The entries below contain a stretch that opens with the line containing "like point(71, 8)." and closes with the line containing "like point(33, 119)."; set down that stretch exactly, both ends included, and nothing else.
══ Material provided ══
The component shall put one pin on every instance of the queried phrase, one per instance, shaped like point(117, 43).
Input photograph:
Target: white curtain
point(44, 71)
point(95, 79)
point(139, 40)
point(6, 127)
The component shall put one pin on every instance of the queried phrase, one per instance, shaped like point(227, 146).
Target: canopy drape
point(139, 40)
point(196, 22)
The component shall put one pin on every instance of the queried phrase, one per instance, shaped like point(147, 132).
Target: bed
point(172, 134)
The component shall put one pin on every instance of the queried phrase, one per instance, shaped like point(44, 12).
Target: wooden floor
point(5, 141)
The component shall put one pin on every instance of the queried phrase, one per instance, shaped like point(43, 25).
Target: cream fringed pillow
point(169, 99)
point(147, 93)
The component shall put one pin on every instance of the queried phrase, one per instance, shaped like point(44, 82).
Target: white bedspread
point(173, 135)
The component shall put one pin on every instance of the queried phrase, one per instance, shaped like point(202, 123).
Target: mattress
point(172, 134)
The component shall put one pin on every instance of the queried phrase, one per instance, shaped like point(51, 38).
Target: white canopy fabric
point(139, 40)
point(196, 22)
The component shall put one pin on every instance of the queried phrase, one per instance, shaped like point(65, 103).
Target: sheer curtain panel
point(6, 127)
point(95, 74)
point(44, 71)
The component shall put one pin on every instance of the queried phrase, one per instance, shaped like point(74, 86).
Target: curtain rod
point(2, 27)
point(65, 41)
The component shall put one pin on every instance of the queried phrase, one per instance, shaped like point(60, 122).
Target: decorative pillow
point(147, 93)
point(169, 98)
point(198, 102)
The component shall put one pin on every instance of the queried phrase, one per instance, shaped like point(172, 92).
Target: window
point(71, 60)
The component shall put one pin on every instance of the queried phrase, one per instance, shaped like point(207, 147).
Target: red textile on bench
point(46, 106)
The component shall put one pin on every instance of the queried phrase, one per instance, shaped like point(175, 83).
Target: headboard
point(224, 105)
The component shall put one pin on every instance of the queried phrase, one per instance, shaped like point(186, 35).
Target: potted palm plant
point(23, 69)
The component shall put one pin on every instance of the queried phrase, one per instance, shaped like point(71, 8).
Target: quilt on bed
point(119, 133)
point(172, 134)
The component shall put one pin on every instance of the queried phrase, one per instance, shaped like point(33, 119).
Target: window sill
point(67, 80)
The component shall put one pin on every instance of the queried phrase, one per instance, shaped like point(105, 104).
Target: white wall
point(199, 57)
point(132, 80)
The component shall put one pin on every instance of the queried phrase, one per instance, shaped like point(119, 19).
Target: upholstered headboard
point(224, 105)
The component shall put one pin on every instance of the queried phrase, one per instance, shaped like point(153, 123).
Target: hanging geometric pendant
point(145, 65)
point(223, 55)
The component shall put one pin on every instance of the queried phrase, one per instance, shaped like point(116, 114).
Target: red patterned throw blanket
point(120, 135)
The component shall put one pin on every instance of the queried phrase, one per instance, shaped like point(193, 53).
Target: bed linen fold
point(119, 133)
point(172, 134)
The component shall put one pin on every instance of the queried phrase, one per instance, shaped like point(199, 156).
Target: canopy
═══
■ **Answer section**:
The component shall put one pin on every instance of the queried phrase, one per instance, shaped like point(71, 8).
Target: quilt on bed
point(119, 133)
point(172, 134)
The component shall put one pin on every instance of the queried phrase, one per instance, shaped like point(33, 119).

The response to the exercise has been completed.